* _Work to do_:
Repeat verbatim each line from the line with "Could you point to the distant" to the end of the entries. Pictures do not belong in the copy.

* _Given records_:
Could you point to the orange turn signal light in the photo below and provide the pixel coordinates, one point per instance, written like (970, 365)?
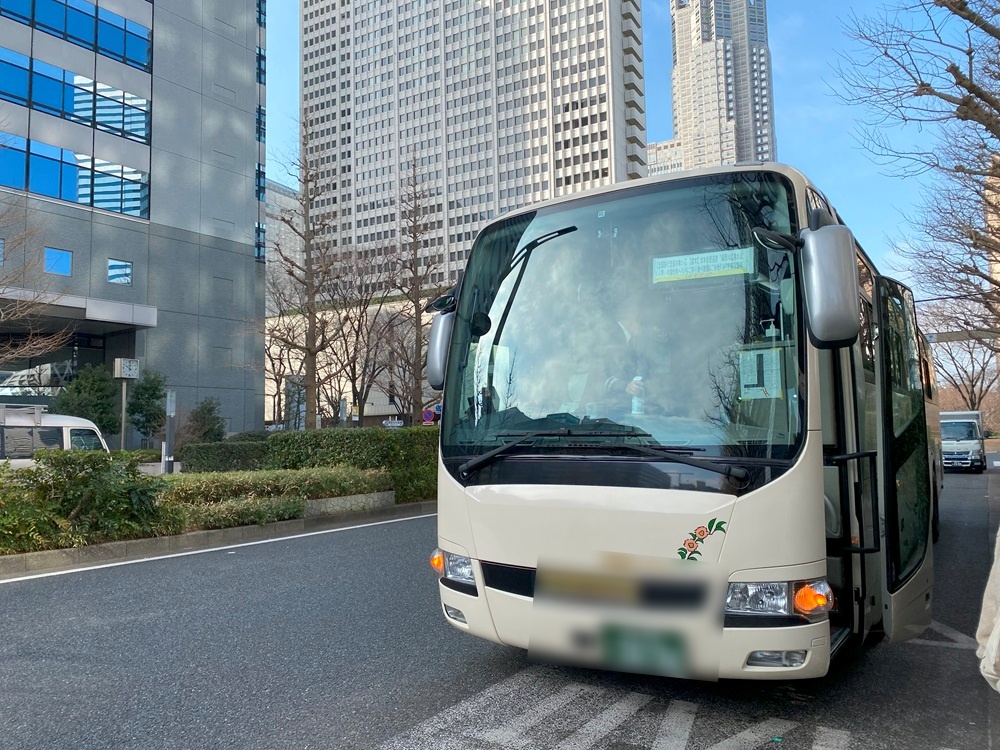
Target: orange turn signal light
(812, 598)
(437, 562)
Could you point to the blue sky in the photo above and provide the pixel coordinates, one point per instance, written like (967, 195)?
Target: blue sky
(815, 131)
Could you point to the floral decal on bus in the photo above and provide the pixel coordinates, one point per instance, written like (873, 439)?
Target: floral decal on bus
(689, 549)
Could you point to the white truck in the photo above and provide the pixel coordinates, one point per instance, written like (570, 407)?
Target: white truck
(25, 429)
(962, 441)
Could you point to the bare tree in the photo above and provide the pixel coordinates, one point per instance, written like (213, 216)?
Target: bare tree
(403, 377)
(928, 73)
(360, 297)
(300, 329)
(25, 331)
(967, 367)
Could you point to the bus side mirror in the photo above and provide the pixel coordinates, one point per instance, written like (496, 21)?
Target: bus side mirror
(437, 348)
(831, 286)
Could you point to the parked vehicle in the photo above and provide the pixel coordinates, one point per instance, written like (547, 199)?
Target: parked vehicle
(687, 429)
(27, 429)
(962, 440)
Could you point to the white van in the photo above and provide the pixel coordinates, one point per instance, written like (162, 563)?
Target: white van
(26, 429)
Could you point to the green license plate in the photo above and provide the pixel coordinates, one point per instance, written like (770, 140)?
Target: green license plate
(646, 651)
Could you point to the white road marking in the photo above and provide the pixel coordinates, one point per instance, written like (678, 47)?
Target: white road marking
(188, 553)
(512, 733)
(957, 639)
(675, 729)
(831, 739)
(605, 723)
(756, 735)
(538, 708)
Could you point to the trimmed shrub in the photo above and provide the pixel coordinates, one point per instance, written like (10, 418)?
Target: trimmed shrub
(249, 436)
(408, 454)
(72, 498)
(224, 456)
(259, 510)
(303, 484)
(144, 456)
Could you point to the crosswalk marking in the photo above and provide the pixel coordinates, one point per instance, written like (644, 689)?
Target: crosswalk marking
(512, 733)
(831, 739)
(756, 735)
(675, 729)
(539, 708)
(605, 723)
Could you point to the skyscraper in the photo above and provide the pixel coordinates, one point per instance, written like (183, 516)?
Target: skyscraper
(721, 86)
(131, 147)
(491, 107)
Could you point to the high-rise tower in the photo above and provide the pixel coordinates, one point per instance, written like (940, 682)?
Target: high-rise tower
(499, 105)
(721, 78)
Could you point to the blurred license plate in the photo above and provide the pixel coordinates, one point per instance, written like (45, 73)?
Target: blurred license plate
(632, 649)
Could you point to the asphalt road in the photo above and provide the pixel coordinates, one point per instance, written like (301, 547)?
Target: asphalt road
(335, 641)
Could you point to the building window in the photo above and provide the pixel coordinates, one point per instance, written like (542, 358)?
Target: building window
(59, 262)
(69, 176)
(261, 67)
(260, 241)
(119, 272)
(261, 180)
(84, 24)
(72, 97)
(261, 124)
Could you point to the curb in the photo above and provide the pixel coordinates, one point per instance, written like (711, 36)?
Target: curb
(49, 561)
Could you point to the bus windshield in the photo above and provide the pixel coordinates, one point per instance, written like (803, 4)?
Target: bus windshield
(650, 313)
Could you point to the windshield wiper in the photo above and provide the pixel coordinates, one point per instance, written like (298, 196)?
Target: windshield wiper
(487, 458)
(682, 456)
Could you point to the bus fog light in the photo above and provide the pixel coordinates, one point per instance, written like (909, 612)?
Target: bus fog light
(776, 659)
(458, 568)
(757, 598)
(813, 598)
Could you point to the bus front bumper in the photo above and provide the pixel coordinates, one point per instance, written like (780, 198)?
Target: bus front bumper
(646, 644)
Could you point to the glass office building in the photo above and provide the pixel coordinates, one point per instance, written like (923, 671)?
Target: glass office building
(139, 214)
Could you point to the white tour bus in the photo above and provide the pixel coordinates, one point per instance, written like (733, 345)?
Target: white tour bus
(684, 432)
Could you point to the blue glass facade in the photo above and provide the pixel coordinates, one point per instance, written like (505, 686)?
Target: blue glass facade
(64, 94)
(59, 173)
(84, 24)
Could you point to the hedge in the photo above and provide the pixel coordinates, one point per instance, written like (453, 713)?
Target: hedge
(227, 456)
(73, 498)
(409, 454)
(302, 484)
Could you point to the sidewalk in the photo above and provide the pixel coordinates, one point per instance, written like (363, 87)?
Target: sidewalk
(50, 561)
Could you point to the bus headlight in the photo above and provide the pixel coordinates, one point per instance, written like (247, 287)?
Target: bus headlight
(813, 599)
(458, 568)
(757, 599)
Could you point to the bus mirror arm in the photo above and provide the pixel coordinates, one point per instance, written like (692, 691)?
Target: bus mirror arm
(438, 344)
(831, 286)
(776, 240)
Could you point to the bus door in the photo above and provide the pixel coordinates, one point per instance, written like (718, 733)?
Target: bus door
(904, 492)
(848, 402)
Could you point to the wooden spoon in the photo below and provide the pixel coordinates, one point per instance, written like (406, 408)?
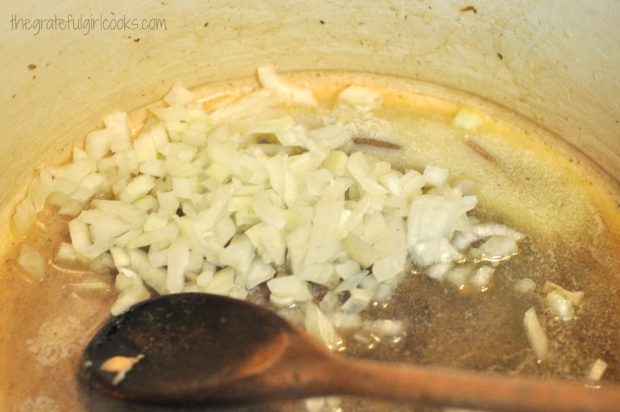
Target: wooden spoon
(201, 349)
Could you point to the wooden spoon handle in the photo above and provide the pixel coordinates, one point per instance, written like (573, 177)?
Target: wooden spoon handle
(443, 387)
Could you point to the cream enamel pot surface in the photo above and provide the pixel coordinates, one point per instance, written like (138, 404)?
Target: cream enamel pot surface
(554, 63)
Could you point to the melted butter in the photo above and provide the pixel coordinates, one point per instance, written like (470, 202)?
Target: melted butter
(526, 179)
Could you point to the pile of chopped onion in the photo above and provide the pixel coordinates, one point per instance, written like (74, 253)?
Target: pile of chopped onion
(245, 197)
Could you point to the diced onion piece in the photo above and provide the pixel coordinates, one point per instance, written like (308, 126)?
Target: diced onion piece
(481, 278)
(178, 260)
(525, 285)
(132, 291)
(120, 257)
(535, 334)
(360, 251)
(289, 289)
(560, 306)
(597, 370)
(467, 119)
(31, 261)
(320, 326)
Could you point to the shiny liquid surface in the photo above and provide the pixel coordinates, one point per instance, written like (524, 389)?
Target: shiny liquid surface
(573, 239)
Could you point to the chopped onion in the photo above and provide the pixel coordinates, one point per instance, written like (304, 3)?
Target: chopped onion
(560, 306)
(320, 326)
(535, 334)
(197, 202)
(597, 370)
(525, 285)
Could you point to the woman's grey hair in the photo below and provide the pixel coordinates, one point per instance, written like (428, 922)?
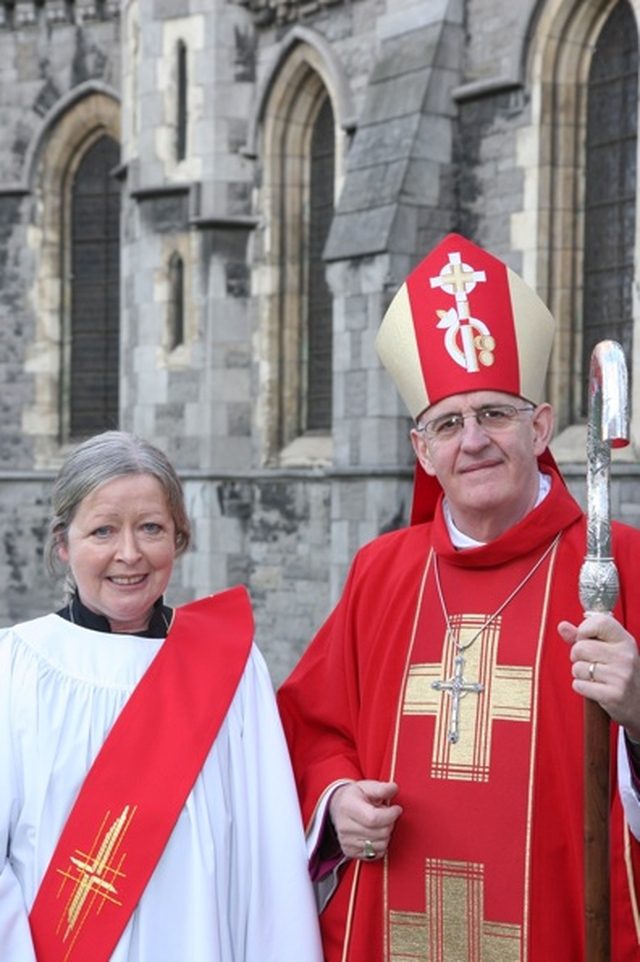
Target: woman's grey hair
(102, 458)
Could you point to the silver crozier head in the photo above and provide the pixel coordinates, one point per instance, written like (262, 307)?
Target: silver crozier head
(608, 426)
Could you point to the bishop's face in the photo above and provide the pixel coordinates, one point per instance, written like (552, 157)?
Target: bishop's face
(121, 546)
(483, 446)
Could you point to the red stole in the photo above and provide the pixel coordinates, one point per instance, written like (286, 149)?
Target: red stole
(139, 781)
(458, 885)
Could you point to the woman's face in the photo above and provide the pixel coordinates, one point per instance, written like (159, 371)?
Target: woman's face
(120, 547)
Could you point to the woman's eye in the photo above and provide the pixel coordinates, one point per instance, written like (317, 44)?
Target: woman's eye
(151, 527)
(102, 532)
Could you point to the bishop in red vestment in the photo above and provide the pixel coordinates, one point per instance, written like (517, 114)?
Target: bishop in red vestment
(436, 721)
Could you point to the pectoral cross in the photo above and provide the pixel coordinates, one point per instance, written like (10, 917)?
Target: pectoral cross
(456, 687)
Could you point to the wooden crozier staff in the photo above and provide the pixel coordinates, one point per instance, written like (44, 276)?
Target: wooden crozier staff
(608, 426)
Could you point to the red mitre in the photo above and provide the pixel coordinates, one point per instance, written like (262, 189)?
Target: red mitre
(463, 321)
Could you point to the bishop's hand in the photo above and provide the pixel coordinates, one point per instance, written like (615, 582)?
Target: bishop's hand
(363, 817)
(606, 667)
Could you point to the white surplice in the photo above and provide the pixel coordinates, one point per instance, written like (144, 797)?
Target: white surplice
(232, 884)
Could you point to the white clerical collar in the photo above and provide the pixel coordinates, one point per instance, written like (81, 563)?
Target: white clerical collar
(461, 540)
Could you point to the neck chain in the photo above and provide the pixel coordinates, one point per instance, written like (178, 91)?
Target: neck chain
(499, 610)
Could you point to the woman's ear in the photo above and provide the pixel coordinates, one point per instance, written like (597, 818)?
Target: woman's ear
(60, 546)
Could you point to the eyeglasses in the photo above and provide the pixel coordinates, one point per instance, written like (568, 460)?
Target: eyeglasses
(492, 419)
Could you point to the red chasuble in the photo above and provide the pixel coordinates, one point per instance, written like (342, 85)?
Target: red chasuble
(140, 780)
(477, 722)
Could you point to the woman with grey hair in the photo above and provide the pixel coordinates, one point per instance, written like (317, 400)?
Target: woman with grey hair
(147, 806)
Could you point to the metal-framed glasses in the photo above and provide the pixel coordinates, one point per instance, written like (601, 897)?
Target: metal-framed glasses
(492, 418)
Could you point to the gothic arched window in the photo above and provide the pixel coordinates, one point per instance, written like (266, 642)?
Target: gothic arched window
(319, 302)
(610, 201)
(91, 356)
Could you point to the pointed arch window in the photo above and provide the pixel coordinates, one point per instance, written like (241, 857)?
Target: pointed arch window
(182, 110)
(175, 319)
(319, 308)
(611, 183)
(91, 351)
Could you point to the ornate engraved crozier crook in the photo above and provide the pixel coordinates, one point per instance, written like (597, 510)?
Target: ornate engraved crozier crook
(608, 426)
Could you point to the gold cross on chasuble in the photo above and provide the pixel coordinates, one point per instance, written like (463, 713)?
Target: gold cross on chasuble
(467, 708)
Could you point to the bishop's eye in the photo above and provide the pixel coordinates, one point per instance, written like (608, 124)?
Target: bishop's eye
(445, 426)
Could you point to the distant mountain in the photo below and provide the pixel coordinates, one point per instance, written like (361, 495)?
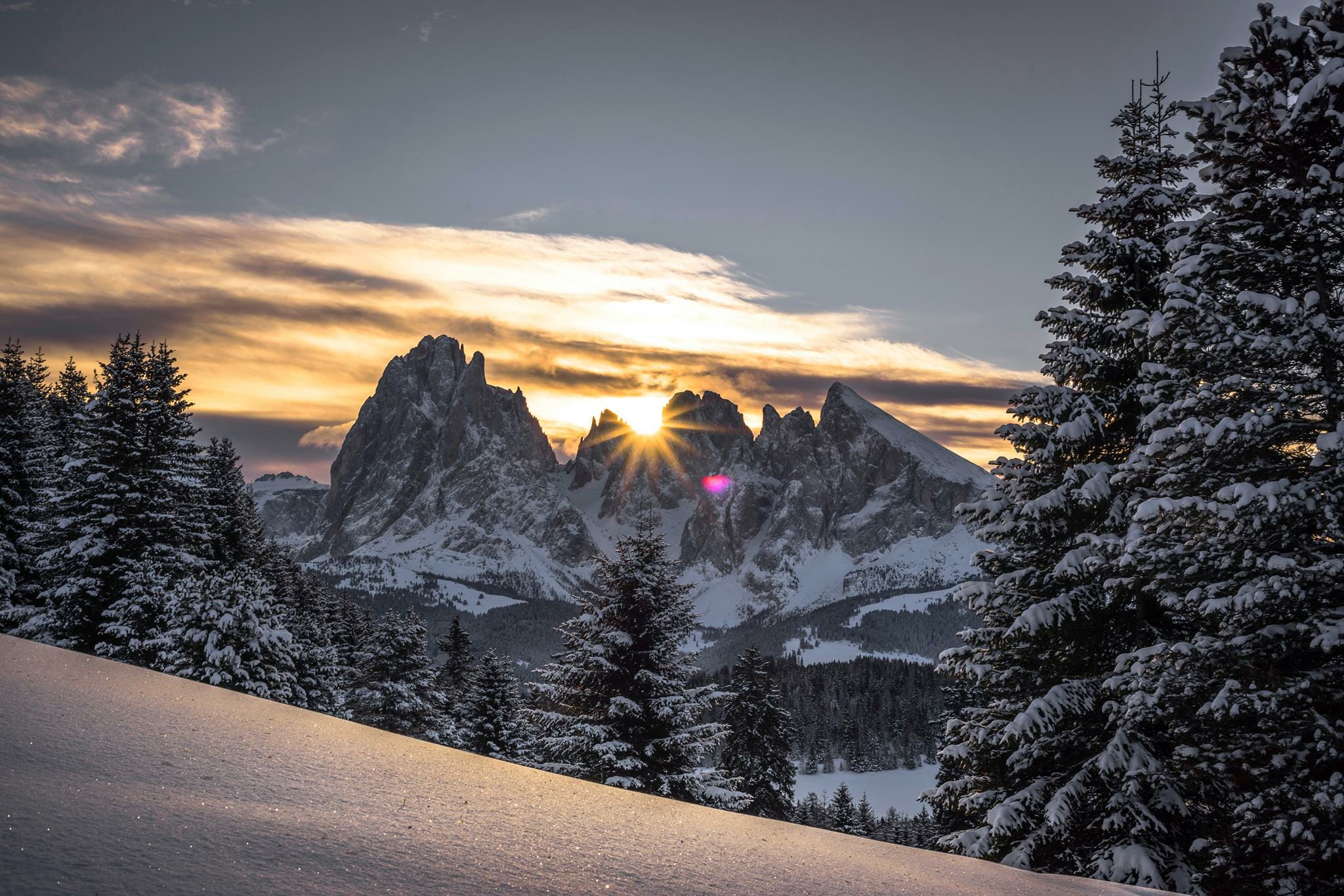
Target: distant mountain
(446, 485)
(289, 504)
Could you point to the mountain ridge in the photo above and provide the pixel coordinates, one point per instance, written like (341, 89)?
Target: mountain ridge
(452, 483)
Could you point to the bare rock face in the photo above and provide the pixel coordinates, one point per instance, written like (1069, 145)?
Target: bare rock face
(438, 451)
(452, 478)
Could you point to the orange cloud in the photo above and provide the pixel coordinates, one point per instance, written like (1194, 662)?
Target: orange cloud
(295, 317)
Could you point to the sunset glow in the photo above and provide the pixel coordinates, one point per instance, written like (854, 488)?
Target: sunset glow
(642, 414)
(283, 319)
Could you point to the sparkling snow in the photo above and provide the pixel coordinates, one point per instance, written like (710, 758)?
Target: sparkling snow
(121, 781)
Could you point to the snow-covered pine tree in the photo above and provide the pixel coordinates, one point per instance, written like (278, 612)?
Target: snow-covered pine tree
(1237, 493)
(616, 704)
(27, 479)
(1037, 769)
(98, 516)
(68, 401)
(225, 629)
(163, 531)
(455, 676)
(864, 820)
(492, 712)
(170, 476)
(350, 626)
(756, 750)
(233, 528)
(394, 688)
(135, 625)
(842, 813)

* _Answer to the exercise_:
Could you point to the distant mountain in the photo below and provide the pixel coordinates, one point per instance, written like (361, 495)?
Target: distant mountain
(446, 485)
(289, 504)
Could you point to the mountain ridge in the photo above and provide the pixel coordinates, one point per instance, written like (341, 89)?
Target: mountain ridge
(452, 483)
Could you point to the bare rock face in the photo above and provide the pixel coordinates, one point per instance, written like (1069, 145)?
Target: bare rock face
(438, 451)
(452, 478)
Could you point to the orange cloud in the photo above and provide the pixel coordinates, one point per instance, written like (1194, 662)?
Target: orange cloud
(295, 317)
Could you point to the sunset glow in the photo above and provide the pixel coordinates, one point per instance, written like (854, 488)?
Target: sunset glow
(642, 414)
(283, 319)
Could you point to the sparkling snow in the photo above and provide the pixel coordinates, one point per instance, written like (710, 758)?
Target: sparkling snow
(121, 781)
Could you point to the snow-covered pine tree in the photo above and provide the pixel coordinates, one point per instance, written like (278, 612)?
Target: snow-covered pine tree
(1237, 493)
(616, 704)
(27, 479)
(1037, 769)
(98, 516)
(68, 401)
(225, 629)
(163, 531)
(455, 676)
(864, 820)
(492, 712)
(170, 476)
(350, 626)
(756, 750)
(233, 528)
(394, 688)
(135, 625)
(842, 813)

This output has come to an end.